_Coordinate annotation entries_
________________
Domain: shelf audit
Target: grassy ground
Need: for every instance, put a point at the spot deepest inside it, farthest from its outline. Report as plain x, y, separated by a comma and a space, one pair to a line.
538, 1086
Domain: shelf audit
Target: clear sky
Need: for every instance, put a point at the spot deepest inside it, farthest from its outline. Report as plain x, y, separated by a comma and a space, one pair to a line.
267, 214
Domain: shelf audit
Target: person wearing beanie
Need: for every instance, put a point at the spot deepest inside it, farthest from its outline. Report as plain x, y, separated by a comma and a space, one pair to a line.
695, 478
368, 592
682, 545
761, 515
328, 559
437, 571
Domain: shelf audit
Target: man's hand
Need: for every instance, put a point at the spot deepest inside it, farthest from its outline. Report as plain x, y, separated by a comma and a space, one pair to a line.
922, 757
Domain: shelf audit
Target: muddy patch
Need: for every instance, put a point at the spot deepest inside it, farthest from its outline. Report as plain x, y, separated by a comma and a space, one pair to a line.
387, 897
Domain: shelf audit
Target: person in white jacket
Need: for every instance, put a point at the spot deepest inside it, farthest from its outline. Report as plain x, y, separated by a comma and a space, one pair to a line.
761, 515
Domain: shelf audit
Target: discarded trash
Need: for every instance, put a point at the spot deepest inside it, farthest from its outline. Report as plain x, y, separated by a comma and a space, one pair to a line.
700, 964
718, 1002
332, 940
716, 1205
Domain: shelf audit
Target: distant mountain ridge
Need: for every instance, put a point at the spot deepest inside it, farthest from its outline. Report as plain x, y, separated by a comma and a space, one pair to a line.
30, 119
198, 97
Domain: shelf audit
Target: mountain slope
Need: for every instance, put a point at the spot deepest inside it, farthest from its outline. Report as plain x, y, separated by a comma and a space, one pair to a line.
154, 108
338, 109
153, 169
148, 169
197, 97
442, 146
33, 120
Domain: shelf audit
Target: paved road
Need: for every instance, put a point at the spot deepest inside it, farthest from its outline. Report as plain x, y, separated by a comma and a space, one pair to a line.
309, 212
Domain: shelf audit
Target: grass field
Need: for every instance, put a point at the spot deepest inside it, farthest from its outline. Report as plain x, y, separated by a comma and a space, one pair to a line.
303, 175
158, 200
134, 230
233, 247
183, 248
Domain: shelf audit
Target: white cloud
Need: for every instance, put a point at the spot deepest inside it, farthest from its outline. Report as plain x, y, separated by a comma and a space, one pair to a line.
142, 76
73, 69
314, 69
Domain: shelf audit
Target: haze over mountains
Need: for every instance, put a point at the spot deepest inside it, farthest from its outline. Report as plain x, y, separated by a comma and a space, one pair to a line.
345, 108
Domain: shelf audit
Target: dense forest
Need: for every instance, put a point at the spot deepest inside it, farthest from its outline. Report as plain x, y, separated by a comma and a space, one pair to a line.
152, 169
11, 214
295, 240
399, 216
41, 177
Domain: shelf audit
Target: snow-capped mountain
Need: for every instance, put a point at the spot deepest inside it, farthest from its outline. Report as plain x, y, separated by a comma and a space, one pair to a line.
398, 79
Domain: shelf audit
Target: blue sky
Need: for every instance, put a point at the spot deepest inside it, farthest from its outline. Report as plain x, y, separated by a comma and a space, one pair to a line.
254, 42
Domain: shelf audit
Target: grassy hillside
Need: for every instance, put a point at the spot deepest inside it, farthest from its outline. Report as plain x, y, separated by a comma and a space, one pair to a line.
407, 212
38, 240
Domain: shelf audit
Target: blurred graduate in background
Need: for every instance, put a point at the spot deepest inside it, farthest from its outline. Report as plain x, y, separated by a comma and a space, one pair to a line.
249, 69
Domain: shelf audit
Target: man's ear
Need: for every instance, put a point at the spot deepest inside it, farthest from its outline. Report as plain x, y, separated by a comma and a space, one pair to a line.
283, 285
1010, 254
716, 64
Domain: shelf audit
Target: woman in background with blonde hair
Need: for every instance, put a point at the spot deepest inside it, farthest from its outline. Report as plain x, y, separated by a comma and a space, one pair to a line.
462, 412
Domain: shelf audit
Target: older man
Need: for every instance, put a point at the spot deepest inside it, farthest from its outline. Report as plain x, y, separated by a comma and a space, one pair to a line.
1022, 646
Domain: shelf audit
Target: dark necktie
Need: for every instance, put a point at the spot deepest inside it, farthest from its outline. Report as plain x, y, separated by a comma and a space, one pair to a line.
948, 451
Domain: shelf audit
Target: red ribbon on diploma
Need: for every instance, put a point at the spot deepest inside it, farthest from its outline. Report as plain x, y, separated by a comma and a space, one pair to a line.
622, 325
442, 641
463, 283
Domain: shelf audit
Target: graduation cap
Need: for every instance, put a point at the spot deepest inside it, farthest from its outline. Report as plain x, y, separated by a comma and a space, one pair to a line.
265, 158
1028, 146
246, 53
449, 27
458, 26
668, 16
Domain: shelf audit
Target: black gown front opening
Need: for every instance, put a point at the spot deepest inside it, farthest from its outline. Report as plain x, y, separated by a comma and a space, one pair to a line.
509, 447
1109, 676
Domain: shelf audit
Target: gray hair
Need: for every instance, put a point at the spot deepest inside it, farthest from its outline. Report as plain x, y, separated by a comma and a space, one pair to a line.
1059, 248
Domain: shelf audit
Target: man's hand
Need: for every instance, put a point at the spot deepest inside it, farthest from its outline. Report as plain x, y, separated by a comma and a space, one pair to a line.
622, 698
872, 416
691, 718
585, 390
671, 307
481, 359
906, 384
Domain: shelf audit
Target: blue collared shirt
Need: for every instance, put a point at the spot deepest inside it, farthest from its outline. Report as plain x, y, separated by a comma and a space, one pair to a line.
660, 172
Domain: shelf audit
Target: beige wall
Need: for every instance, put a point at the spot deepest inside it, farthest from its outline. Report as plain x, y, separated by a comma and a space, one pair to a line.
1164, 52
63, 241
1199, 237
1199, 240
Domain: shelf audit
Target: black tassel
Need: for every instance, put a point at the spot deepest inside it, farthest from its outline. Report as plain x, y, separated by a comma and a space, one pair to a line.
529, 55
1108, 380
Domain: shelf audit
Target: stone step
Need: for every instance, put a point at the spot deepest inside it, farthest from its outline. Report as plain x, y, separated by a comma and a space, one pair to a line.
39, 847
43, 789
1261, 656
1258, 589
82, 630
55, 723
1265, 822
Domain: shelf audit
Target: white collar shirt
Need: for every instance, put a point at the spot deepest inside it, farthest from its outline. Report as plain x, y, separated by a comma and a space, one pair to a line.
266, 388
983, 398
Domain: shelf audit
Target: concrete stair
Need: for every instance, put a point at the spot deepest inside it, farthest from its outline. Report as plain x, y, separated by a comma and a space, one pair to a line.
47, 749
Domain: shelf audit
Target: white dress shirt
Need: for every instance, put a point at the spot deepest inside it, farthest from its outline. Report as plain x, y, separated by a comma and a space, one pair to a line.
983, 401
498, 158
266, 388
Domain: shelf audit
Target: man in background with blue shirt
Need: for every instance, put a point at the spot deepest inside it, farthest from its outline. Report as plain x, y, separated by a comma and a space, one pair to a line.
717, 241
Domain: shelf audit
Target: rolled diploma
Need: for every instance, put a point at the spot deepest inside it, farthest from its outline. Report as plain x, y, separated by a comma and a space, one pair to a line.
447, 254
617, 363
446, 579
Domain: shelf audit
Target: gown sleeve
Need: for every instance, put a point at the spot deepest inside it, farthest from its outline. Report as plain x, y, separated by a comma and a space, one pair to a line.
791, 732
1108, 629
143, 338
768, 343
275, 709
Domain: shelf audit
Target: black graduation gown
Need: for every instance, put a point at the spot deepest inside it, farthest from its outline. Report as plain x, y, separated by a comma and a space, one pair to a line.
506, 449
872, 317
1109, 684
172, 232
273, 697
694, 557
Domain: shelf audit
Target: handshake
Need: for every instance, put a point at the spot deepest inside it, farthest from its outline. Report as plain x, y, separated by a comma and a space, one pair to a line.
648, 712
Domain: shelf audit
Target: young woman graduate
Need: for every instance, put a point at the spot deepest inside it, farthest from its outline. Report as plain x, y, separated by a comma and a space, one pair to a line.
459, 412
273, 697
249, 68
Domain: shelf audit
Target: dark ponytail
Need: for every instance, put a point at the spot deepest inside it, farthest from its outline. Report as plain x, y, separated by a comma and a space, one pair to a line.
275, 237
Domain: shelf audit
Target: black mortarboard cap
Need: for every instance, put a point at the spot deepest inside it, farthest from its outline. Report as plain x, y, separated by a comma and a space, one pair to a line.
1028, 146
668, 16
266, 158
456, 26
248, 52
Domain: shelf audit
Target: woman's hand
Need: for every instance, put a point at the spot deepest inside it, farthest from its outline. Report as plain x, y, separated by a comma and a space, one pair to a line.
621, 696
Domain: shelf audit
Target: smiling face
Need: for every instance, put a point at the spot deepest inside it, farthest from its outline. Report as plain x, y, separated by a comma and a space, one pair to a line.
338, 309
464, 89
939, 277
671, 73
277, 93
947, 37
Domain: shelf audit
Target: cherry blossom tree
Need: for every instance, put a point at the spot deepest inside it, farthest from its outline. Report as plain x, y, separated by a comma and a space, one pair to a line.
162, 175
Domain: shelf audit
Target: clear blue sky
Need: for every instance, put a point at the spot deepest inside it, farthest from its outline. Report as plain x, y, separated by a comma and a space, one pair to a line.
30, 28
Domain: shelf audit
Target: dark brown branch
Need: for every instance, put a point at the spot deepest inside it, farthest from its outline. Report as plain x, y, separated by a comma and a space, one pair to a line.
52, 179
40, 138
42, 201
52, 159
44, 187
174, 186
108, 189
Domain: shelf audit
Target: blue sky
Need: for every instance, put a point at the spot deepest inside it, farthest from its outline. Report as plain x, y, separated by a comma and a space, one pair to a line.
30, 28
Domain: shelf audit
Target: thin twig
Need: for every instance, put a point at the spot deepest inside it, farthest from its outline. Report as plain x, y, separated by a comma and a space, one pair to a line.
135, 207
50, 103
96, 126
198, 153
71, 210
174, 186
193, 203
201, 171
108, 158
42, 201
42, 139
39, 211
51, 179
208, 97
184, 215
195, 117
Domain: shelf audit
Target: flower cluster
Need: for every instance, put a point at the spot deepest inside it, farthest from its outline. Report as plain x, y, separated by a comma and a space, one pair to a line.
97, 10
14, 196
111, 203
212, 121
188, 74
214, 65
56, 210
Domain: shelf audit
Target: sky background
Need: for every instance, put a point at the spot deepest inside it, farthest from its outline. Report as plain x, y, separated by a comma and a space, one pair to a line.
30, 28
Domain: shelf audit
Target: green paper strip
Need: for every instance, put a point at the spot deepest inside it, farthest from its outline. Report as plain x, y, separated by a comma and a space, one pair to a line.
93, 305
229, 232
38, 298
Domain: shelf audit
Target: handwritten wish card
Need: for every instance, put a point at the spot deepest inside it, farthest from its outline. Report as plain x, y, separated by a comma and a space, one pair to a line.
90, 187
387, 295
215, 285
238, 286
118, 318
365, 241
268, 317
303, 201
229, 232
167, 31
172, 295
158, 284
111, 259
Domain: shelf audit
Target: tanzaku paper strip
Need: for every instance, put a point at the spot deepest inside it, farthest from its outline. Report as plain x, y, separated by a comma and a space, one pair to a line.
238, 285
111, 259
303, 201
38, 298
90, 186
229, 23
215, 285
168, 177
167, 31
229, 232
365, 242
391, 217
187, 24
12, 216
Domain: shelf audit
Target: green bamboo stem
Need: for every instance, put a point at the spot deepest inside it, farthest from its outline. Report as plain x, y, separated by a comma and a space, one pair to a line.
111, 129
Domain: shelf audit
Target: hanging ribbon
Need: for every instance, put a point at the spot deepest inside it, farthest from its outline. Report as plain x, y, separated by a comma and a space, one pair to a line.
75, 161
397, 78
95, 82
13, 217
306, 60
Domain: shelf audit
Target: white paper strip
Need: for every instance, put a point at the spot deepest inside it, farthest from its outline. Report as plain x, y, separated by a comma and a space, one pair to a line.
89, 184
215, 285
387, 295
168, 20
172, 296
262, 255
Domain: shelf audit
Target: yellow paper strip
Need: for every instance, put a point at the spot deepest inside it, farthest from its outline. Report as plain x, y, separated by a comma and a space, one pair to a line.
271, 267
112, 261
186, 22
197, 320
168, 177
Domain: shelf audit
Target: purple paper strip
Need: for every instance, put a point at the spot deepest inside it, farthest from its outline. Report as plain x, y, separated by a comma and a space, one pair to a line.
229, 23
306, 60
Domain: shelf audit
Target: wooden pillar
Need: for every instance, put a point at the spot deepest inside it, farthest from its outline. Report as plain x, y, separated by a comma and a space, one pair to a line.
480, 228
________________
_What the exercise asks_
Which lines in the entries above contain the word "person"? Gather each of them, counting a match only when the case agrees.

_Result for this task_
Target: person wearing beanie
Target: person in white jacket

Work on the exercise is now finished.